* Begin EXTRACTED MATERIAL *
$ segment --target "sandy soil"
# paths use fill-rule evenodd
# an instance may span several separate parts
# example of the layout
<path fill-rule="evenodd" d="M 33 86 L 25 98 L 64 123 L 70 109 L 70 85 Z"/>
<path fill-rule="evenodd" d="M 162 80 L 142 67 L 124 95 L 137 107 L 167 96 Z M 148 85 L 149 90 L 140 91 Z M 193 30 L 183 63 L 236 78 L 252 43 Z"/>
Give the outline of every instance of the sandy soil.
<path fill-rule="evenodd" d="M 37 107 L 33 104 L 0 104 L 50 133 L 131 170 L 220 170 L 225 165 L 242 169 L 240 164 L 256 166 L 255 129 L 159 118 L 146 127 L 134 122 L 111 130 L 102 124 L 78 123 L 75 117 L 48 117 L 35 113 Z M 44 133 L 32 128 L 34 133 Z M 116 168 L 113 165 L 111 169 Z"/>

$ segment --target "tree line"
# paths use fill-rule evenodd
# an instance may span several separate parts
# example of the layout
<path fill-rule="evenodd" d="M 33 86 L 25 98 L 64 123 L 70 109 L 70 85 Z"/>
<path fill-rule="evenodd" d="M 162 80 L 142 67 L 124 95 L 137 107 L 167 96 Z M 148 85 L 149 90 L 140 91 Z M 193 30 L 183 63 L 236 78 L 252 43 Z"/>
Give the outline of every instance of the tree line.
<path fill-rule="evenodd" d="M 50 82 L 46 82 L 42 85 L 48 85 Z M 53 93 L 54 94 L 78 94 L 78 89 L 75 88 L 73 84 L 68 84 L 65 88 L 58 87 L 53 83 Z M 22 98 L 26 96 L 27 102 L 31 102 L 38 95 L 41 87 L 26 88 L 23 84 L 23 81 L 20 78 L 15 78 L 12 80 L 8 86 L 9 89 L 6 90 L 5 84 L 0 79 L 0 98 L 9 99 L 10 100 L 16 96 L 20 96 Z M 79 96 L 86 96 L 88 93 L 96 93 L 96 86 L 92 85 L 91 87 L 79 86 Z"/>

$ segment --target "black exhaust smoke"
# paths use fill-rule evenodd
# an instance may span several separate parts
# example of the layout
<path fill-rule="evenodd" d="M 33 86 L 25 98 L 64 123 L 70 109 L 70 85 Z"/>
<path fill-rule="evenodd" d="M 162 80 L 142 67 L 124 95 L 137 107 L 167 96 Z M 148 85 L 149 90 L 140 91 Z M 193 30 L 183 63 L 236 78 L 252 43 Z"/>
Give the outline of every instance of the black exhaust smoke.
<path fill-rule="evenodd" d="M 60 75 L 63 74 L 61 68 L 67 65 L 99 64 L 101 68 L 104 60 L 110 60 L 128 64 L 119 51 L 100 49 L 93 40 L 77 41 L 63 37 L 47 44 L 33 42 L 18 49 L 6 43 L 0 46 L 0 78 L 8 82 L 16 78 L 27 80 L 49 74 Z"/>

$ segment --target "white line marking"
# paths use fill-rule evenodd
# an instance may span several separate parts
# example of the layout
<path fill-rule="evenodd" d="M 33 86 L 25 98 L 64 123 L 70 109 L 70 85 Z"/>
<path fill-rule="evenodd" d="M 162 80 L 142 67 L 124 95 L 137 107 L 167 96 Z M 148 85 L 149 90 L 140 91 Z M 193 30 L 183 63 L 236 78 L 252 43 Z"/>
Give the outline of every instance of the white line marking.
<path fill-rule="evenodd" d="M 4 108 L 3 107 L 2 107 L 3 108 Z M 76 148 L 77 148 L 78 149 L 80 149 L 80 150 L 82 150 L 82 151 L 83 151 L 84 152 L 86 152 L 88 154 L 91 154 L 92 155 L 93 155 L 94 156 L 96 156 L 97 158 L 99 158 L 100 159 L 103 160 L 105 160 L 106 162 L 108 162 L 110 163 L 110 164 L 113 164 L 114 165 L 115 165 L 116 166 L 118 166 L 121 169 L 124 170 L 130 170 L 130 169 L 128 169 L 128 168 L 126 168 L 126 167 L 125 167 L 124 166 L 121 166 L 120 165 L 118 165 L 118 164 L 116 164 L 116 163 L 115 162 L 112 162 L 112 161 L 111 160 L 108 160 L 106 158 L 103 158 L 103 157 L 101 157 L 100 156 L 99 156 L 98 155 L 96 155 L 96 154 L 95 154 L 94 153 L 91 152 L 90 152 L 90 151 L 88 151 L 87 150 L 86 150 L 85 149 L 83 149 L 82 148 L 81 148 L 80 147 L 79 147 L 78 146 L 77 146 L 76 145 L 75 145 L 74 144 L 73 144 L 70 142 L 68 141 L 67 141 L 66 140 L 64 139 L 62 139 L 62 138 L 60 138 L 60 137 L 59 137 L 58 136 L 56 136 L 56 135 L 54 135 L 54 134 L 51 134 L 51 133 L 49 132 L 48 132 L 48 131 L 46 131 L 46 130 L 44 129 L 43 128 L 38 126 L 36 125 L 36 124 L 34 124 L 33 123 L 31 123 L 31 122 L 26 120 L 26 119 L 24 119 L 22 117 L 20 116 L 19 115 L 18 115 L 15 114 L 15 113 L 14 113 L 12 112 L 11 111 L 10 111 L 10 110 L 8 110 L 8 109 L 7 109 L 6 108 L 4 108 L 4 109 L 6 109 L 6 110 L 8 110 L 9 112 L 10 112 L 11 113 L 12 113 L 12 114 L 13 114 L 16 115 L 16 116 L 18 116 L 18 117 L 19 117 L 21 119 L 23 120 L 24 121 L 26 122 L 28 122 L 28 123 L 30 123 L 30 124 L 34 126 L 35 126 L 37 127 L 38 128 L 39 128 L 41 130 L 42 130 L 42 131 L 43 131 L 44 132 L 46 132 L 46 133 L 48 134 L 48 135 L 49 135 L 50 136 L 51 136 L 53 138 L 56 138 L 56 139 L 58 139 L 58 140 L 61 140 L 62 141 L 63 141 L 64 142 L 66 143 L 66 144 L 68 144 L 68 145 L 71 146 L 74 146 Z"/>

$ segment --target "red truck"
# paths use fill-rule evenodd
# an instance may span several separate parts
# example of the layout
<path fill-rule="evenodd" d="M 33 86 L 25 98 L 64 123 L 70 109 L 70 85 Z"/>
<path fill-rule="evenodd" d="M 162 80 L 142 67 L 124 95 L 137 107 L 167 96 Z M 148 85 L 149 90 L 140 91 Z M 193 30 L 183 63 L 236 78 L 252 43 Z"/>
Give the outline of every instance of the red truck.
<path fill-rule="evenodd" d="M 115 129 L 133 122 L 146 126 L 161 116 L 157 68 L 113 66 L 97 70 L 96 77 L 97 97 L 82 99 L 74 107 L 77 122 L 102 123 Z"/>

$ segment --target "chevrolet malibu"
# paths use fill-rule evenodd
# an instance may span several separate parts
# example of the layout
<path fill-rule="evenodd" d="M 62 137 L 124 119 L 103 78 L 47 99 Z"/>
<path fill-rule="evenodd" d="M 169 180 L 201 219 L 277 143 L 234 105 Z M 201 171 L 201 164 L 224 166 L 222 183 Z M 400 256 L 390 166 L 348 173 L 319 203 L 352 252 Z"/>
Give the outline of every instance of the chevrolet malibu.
* End EXTRACTED MATERIAL *
◆ **STATED EXERCISE**: Reproduce every line of all the entries above verbatim, with no changes.

◆ **EXERCISE SOLUTION**:
$ segment --target "sandy soil"
# paths use fill-rule evenodd
# an instance may span several separate parts
# example of the layout
<path fill-rule="evenodd" d="M 33 86 L 25 98 L 64 123 L 70 109 L 70 85 Z"/>
<path fill-rule="evenodd" d="M 162 80 L 142 67 L 124 95 L 137 107 L 167 96 Z M 148 85 L 149 90 L 140 91 Z M 193 30 L 183 63 L 236 78 L 252 43 Z"/>
Give the outline of every instance of the sandy soil.
<path fill-rule="evenodd" d="M 37 107 L 33 104 L 0 104 L 50 133 L 131 170 L 220 170 L 225 165 L 242 169 L 240 164 L 256 166 L 255 129 L 159 118 L 146 127 L 134 122 L 111 130 L 102 124 L 78 123 L 75 117 L 48 117 L 35 113 Z M 44 133 L 32 128 L 34 133 Z M 116 168 L 113 165 L 111 169 Z"/>

$ segment --target "tree line"
# paths use fill-rule evenodd
# an instance may span several separate parts
# example of the layout
<path fill-rule="evenodd" d="M 33 86 L 25 98 L 64 123 L 70 109 L 70 85 Z"/>
<path fill-rule="evenodd" d="M 162 80 L 142 67 L 124 95 L 137 107 L 167 96 Z M 148 85 L 149 90 L 140 91 Z M 193 30 L 183 63 L 236 78 L 252 43 Z"/>
Give the outline of every instance of the tree line.
<path fill-rule="evenodd" d="M 50 82 L 46 82 L 42 85 L 48 85 Z M 53 93 L 54 94 L 78 94 L 78 89 L 75 88 L 73 84 L 68 84 L 65 88 L 58 87 L 53 83 Z M 22 98 L 26 96 L 27 102 L 31 102 L 38 95 L 41 87 L 26 88 L 23 84 L 23 81 L 20 78 L 15 78 L 12 80 L 8 86 L 9 89 L 6 90 L 5 84 L 0 79 L 0 98 L 9 99 L 10 100 L 16 96 L 20 96 Z M 79 96 L 86 96 L 88 93 L 96 93 L 96 86 L 92 85 L 91 87 L 79 86 Z"/>

$ segment --target "black exhaust smoke"
# paths use fill-rule evenodd
# an instance may span several separate parts
# example of the layout
<path fill-rule="evenodd" d="M 33 86 L 25 98 L 64 123 L 70 109 L 70 85 Z"/>
<path fill-rule="evenodd" d="M 162 80 L 142 67 L 124 95 L 137 107 L 167 96 Z M 148 85 L 149 90 L 140 91 Z M 193 30 L 183 63 L 236 78 L 252 43 Z"/>
Give the outline of every instance of the black exhaust smoke.
<path fill-rule="evenodd" d="M 60 75 L 63 74 L 61 68 L 67 65 L 99 64 L 101 68 L 104 60 L 110 60 L 128 64 L 119 51 L 100 49 L 93 40 L 77 41 L 63 37 L 47 44 L 33 42 L 18 49 L 6 43 L 0 46 L 0 78 L 8 82 L 16 78 L 27 80 L 49 74 Z"/>

$ segment --target "white line marking"
# paths use fill-rule evenodd
# an instance may span several separate parts
# example of the layout
<path fill-rule="evenodd" d="M 33 86 L 25 98 L 64 123 L 70 109 L 70 85 Z"/>
<path fill-rule="evenodd" d="M 162 80 L 142 67 L 124 95 L 137 107 L 167 96 Z M 148 85 L 149 90 L 140 91 Z M 193 30 L 183 63 L 236 78 L 252 43 Z"/>
Give the outline of every instance of the white line marking.
<path fill-rule="evenodd" d="M 4 108 L 3 107 L 2 107 L 3 108 Z M 76 148 L 77 148 L 78 149 L 80 149 L 80 150 L 82 150 L 82 151 L 83 151 L 84 152 L 86 152 L 88 154 L 91 154 L 92 155 L 93 155 L 94 156 L 96 156 L 97 158 L 99 158 L 100 159 L 103 160 L 105 160 L 106 162 L 108 162 L 110 163 L 110 164 L 113 164 L 114 165 L 115 165 L 116 166 L 118 166 L 121 169 L 124 170 L 130 170 L 130 169 L 128 169 L 128 168 L 126 168 L 126 167 L 125 167 L 124 166 L 121 166 L 120 165 L 118 165 L 118 164 L 116 164 L 116 163 L 115 162 L 112 162 L 112 161 L 111 160 L 108 160 L 106 158 L 103 158 L 103 157 L 101 157 L 100 156 L 99 156 L 98 155 L 96 155 L 96 154 L 95 154 L 94 153 L 91 152 L 90 152 L 90 151 L 88 151 L 87 150 L 86 150 L 85 149 L 83 149 L 82 148 L 81 148 L 80 147 L 79 147 L 78 146 L 77 146 L 76 145 L 75 145 L 74 144 L 73 144 L 70 142 L 68 141 L 67 141 L 66 140 L 64 139 L 62 139 L 62 138 L 60 138 L 60 137 L 59 137 L 58 136 L 56 136 L 56 135 L 54 135 L 54 134 L 51 134 L 51 133 L 49 132 L 48 132 L 48 131 L 46 131 L 46 130 L 44 129 L 43 128 L 38 126 L 36 125 L 36 124 L 34 124 L 33 123 L 31 123 L 31 122 L 26 120 L 26 119 L 24 119 L 22 117 L 20 116 L 19 115 L 18 115 L 15 114 L 15 113 L 14 113 L 12 112 L 11 111 L 10 111 L 10 110 L 8 110 L 8 109 L 7 109 L 6 108 L 4 108 L 4 109 L 6 109 L 6 110 L 8 110 L 9 112 L 10 112 L 11 113 L 12 113 L 12 114 L 13 114 L 16 115 L 16 116 L 18 116 L 18 117 L 19 117 L 21 119 L 23 120 L 24 121 L 26 122 L 28 122 L 28 123 L 30 123 L 30 124 L 34 126 L 35 126 L 37 127 L 38 128 L 39 128 L 41 130 L 42 130 L 42 131 L 43 131 L 44 132 L 46 132 L 46 133 L 48 134 L 48 135 L 49 135 L 50 136 L 51 136 L 53 138 L 56 138 L 56 139 L 58 139 L 58 140 L 61 140 L 62 141 L 63 141 L 64 142 L 66 143 L 66 144 L 68 144 L 68 145 L 71 146 L 74 146 Z"/>

$ segment --target "red truck"
# paths use fill-rule evenodd
# an instance may span several separate parts
# example of the layout
<path fill-rule="evenodd" d="M 33 86 L 25 98 L 64 123 L 70 109 L 70 85 Z"/>
<path fill-rule="evenodd" d="M 162 80 L 142 67 L 124 95 L 137 107 L 167 96 Z M 148 85 L 149 90 L 140 91 Z M 193 30 L 183 63 L 236 78 L 252 43 Z"/>
Give the outline of every instance of the red truck.
<path fill-rule="evenodd" d="M 115 129 L 133 122 L 146 126 L 161 116 L 157 68 L 113 66 L 97 70 L 96 77 L 97 97 L 82 99 L 74 107 L 77 122 L 102 123 Z"/>

$ segment --target "chevrolet malibu"
# paths use fill-rule evenodd
# an instance may span several separate parts
# example of the layout
<path fill-rule="evenodd" d="M 62 137 L 124 119 L 103 78 L 47 99 Z"/>
<path fill-rule="evenodd" d="M 169 180 L 201 219 L 277 143 L 234 105 Z M 201 171 L 201 164 L 224 166 L 222 183 Z M 400 256 L 390 166 L 348 173 L 319 203 L 352 252 Z"/>
Give the outline of every instance of the chevrolet malibu.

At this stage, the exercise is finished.